→ Forenthread
^^^^^^^^^^^^^^^^

Sind alles gute Monitore die du genannt hast. der u2312hm ist auf jeden fall ne gute Wahl.


----------



## erlandsen (26. März 2012)

Die eierlegende Wollmichsau war nur als Spaß gemeint. Mir ist klar, dass man nicht alles haben kann 
Wie unterscheiden sich die beiden Dell Monitoren, nur in der Größe (*Dell UltraSharp U2412M und [FONT=&quot]Dell 2312 HM )?[/FONT]*
Bringt 120hz viel wenn ich hauptsächlich BF3, Fifa und paar Rennspiele spiel und viel am Monitor lese?
Momentan schwanke ich zu nem IPS Display 

Tritt das IPS Glow nur auf wenn Licht/Sonne auf dem Monitor scheint?


----------



## Painkiller (26. März 2012)

> Wie unterscheiden sich die beiden Dell Monitoren, nur in der Größe (*Dell UltraSharp U2412M und [FONT=&quot]Dell 2312 HM )?[/FONT]*


Größe und Format sind anders. Der 2412M ist ein 16:10 und der 2312HM ein 16:9. Ein paar Unterschiede mehr gibt es aber schon noch. --> Siehe Test

PRAD |Test Monitor Dell U2412M
PRAD |Test Monitor Dell U2312HM


----------



## conspiracy (26. März 2012)

Also bis auf die Größe bzw. Auflösung gibt es zwischen den Dells keinen wirklichen Unterschied. Prad hat zwar dem U2312HM die eine oder andere "Verbesserung" zugesprochen, ich glaube aber das hat eher was mit Serienstreuung zutun, weil in anderen Tests online schneiden beide sehr sehr ähnlich ab. Jedes Panel ist eben auch beim gleichen Monitor ein wenig anders. Es ist also wirklich ne Entscheidung ob du lieber ein wenig sparen willst und dir 16:9 reichen (u2312hm) oder du lieber 16:10 möchtest (u2412m) und ein bisschen mehr ausgibst.

120 Hz können sich lohnen, aber es "muss" auch nicht zwangsläufig als "besser" empfunden werden, wenn du gerne lieber mal nen IPS Monitor ausprobieren möchtest dann greif zu einem der Dells, die Größte Staerke von IPS sind die Blickwinkel, bessere Farben gibt es in dem Sinne nicht, da ein gut kalibriertes TN Panel die gleiche Farbdarstellung haben kann wie ein IPS. In der Regel kann man aber sagen das die meisten TN Panels einfach weiter entfernt von den Farbstandards sind die wichtig für Farbtreues arbeiten sind, das heißt aber nicht das einem "normalnutzer" das auffällt. allerdings gibt es auch TN Panel die beispielsweise den SRGB Farbraum der gut abdecken, der neue Asus zum Beispiel zu 99% (Prad Test) was für ein TN Panel erstaunlich ist. Die Vor und Nachteile liegen also woanders.

^^^^^^^^^^^^^^^^

→ Erfasste Daten

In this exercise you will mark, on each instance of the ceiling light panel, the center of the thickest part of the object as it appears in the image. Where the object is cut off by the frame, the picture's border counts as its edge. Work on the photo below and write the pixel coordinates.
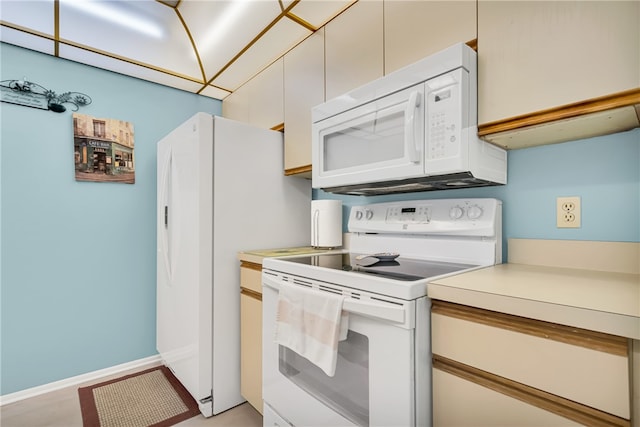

^^^^^^^^^^^^^^^^

→ Übungsaufgaben
**1)** Tippe aus dem Forenthread über Monitore den Abschnitt wortgetreu ab, der mit den Worten „## erlandsen (26.“ einsetzt und mit „dem Monitor scheint?“ schließt.
**2)** Schreibe den Forenthread über Monitore nach seinem letzten Satz weiter.
Die Auflistung spielt hierfür keine Rolle.

→ Lösungen der Aufgaben
**1)**
## erlandsen (26. März 2012)

Die eierlegende Wollmichsau war nur als Spaß gemeint. Mir ist klar, dass man nicht alles haben kann 
Wie unterscheiden sich die beiden Dell Monitoren, nur in der Größe (*Dell UltraSharp U2412M und [FONT=&quot]Dell 2312 HM )?[/FONT]*
Bringt 120hz viel wenn ich hauptsächlich BF3, Fifa und paar Rennspiele spiel und viel am Monitor lese?
Momentan schwanke ich zu nem IPS Display 

Tritt das IPS Glow nur auf wenn Licht/Sonne auf dem Monitor scheint?

**2)**
Edit: Was die Gamingtauglichkeit und Unterschiede TN IPS betrifft beziehen sich die Aussagen auf neuere eIPS Panels die von der Schnelligkeit her locker an TN ranreichen.

IPS Glow kommt hauptsächlich, wenn überhaupt, bei dunkleren Bildern vor und ist stark Blickwinkelabhaengig.


----------



## erlandsen (26. März 2012)

hmm, der größere Dell kostet knappe 70 € mehr. Meint ihr die 120 Pixel mehr lohnen sich?
Kann man bei den Dells die Helligkeit vernünftig runterregeln und muss man viel "rumfummeln" um das optimale Bild zu haben oder gibt es da gute Voreinstellungen?


----------



## conspiracy (26. März 2012)

erlandsen schrieb:
			
		

> hmm, der größere Dell kostet knappe 70 € mehr. Meint ihr die 120 Pixel mehr lohnen sich?
> Kann man bei den Dells die Helligkeit vernünftig runterregeln und muss man viel "rumfummeln" um das optimale Bild zu haben oder gibt es da gute Voreinstellungen?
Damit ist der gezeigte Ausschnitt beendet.